* [Exercise inputs]:
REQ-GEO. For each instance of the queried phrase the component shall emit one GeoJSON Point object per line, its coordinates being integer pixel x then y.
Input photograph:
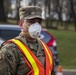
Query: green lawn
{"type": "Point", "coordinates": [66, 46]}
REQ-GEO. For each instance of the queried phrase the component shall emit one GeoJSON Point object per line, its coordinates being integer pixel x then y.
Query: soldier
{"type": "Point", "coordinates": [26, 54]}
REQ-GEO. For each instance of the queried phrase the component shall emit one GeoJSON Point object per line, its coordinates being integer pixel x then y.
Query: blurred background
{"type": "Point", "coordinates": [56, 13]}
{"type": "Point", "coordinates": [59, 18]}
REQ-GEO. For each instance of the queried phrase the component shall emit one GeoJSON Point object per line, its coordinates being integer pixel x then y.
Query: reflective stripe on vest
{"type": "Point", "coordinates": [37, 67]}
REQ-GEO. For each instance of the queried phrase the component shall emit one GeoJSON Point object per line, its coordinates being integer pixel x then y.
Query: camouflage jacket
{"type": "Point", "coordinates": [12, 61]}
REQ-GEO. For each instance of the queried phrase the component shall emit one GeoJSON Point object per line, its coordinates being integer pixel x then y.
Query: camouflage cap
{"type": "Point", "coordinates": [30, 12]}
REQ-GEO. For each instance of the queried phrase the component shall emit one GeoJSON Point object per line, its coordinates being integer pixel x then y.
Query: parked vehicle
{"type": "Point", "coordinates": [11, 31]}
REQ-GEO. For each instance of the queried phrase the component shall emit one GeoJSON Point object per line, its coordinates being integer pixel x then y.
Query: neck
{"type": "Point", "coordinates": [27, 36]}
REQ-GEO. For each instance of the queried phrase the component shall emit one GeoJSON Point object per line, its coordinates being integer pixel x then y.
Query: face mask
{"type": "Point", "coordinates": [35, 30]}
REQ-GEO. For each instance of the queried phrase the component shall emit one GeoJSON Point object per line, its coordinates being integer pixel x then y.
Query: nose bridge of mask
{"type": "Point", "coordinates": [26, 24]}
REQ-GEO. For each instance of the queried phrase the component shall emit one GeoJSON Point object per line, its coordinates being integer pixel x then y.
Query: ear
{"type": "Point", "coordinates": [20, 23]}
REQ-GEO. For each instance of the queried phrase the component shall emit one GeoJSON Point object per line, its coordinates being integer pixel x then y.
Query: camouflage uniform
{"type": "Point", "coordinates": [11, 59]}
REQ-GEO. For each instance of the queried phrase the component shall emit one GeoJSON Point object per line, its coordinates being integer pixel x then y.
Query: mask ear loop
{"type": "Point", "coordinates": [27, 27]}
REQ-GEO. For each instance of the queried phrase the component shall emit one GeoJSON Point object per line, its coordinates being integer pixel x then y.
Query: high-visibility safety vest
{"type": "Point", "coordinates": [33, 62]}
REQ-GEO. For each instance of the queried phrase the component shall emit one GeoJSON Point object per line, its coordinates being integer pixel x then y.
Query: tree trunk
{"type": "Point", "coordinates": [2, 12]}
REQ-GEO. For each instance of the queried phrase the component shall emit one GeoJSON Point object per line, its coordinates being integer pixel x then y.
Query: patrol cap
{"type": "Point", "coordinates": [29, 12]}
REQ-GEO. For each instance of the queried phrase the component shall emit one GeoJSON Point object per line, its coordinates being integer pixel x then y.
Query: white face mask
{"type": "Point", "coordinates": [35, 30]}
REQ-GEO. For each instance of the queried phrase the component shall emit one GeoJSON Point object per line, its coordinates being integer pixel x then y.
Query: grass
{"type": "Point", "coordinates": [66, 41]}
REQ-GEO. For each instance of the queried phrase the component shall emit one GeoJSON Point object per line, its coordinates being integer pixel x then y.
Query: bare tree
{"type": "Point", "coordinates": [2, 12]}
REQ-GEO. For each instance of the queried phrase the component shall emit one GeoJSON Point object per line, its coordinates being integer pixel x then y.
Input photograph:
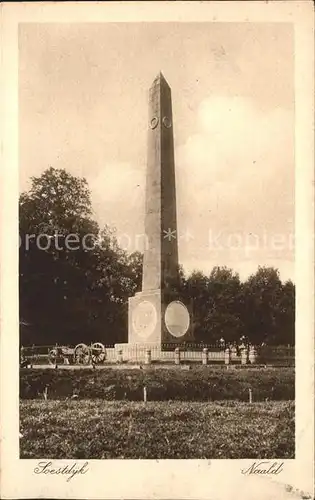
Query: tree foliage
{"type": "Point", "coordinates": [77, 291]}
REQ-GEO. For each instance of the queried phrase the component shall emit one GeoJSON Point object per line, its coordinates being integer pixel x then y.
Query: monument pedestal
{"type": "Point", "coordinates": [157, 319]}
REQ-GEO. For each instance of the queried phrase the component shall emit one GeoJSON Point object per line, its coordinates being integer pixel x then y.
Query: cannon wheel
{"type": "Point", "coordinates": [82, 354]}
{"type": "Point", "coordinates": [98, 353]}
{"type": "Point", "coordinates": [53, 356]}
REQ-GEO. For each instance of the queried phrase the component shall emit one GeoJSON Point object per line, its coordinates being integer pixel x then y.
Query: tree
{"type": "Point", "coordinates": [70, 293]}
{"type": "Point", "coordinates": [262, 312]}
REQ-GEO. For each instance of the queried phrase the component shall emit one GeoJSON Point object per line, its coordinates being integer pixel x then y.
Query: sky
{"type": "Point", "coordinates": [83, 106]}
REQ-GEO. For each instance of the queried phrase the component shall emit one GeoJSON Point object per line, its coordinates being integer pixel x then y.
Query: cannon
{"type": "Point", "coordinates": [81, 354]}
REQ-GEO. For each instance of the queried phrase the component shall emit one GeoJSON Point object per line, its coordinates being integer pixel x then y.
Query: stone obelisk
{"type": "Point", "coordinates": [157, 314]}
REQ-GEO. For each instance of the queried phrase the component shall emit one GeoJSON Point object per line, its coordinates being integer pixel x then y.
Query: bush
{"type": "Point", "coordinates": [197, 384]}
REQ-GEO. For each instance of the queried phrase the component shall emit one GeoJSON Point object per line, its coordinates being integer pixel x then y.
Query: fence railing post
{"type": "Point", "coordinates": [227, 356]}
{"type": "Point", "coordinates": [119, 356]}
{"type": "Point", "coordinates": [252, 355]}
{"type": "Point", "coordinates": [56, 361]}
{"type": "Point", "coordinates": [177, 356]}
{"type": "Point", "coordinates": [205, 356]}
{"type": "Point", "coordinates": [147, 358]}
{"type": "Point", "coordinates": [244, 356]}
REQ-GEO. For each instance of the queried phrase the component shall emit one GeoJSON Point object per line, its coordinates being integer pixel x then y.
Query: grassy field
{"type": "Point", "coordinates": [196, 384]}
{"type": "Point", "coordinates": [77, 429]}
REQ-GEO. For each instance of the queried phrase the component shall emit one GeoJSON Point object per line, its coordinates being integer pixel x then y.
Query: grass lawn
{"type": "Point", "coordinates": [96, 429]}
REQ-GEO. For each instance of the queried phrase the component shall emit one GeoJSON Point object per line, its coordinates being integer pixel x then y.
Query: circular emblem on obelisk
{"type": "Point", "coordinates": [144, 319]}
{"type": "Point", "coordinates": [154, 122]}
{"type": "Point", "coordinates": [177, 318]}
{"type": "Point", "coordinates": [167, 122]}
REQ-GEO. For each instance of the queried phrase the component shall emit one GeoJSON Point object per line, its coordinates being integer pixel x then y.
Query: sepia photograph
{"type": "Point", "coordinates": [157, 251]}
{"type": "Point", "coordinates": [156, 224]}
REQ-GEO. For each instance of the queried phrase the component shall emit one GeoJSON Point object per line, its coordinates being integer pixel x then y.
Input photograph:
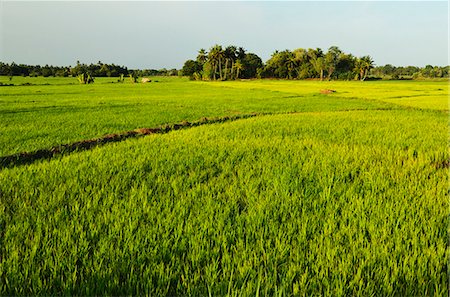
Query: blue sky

--

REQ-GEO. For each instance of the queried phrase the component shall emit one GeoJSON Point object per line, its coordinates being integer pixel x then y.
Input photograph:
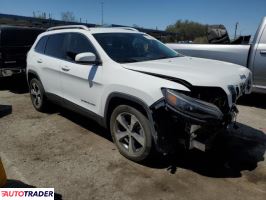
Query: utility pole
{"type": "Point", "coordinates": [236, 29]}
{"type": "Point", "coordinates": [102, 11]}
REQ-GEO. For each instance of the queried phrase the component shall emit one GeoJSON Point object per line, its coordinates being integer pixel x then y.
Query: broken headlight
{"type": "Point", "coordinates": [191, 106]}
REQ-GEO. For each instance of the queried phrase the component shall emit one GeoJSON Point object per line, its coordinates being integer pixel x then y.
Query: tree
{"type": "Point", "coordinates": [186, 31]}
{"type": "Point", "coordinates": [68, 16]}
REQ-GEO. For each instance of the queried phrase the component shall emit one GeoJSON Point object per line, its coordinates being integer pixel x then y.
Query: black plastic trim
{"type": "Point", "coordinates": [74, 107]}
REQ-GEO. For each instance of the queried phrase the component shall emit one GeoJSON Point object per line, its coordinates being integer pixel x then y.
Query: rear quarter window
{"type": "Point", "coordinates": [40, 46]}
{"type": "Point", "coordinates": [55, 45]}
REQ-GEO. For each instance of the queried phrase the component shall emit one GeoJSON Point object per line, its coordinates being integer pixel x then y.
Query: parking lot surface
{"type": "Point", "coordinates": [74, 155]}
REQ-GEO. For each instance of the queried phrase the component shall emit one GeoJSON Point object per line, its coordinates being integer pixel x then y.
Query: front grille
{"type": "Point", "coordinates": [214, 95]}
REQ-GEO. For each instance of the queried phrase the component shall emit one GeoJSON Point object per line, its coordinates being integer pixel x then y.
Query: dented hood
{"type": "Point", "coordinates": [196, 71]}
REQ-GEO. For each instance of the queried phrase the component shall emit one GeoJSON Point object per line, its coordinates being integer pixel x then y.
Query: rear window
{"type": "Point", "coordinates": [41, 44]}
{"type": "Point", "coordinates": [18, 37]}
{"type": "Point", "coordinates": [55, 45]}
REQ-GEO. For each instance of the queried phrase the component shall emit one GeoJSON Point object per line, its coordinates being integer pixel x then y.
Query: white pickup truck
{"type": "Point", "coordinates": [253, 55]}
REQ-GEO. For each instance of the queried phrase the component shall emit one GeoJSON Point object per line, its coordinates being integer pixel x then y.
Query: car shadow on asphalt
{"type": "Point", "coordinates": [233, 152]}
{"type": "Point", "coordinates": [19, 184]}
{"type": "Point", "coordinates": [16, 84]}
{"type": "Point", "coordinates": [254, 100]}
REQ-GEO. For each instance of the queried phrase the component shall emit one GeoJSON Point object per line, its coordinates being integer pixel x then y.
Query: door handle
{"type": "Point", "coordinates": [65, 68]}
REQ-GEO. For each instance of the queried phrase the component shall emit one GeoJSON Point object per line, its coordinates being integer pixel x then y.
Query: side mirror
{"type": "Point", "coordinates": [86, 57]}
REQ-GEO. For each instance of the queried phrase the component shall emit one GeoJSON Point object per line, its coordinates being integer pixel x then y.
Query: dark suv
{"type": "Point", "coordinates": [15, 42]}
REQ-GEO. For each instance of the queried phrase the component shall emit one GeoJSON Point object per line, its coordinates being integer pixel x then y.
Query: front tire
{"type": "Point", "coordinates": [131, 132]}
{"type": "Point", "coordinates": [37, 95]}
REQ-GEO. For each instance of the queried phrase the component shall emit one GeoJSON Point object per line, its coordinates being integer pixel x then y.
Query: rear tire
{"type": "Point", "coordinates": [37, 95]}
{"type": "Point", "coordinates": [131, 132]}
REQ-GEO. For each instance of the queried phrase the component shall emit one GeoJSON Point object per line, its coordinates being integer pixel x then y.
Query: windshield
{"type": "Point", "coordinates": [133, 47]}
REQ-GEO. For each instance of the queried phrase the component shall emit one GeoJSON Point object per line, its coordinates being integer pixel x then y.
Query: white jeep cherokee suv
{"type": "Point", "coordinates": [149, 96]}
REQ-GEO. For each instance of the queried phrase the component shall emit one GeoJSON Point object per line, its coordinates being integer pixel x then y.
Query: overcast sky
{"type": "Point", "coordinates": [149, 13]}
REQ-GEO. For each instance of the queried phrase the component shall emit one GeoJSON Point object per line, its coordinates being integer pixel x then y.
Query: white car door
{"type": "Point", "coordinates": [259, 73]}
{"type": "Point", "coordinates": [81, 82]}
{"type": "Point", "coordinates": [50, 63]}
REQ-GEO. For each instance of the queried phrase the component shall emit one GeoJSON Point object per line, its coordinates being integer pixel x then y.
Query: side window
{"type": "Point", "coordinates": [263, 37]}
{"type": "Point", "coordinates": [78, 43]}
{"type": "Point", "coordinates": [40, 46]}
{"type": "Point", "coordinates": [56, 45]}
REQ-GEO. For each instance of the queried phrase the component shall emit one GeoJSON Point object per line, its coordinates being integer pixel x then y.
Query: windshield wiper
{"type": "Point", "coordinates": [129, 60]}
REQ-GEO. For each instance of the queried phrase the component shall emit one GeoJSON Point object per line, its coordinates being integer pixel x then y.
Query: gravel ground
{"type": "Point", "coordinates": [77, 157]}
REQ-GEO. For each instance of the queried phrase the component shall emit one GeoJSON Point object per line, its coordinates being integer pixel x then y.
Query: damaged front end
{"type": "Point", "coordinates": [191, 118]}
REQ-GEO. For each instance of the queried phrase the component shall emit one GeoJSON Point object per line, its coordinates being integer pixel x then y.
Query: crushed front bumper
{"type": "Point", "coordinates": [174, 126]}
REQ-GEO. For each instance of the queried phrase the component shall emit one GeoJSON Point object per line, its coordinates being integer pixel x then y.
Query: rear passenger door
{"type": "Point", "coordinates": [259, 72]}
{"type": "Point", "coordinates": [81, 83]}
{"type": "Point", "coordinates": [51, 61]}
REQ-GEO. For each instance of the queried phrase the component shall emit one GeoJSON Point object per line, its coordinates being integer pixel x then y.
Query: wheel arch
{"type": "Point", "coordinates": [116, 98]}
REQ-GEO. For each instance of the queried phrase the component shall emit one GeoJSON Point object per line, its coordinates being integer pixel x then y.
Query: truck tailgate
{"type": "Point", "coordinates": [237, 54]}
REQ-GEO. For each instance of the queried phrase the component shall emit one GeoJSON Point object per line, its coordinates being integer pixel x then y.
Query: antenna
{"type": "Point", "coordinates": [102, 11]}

* [What this task involves]:
Report how many lines in the entries above contain the string "wheel", with case counting. Give only the number.

* [Solution below]:
2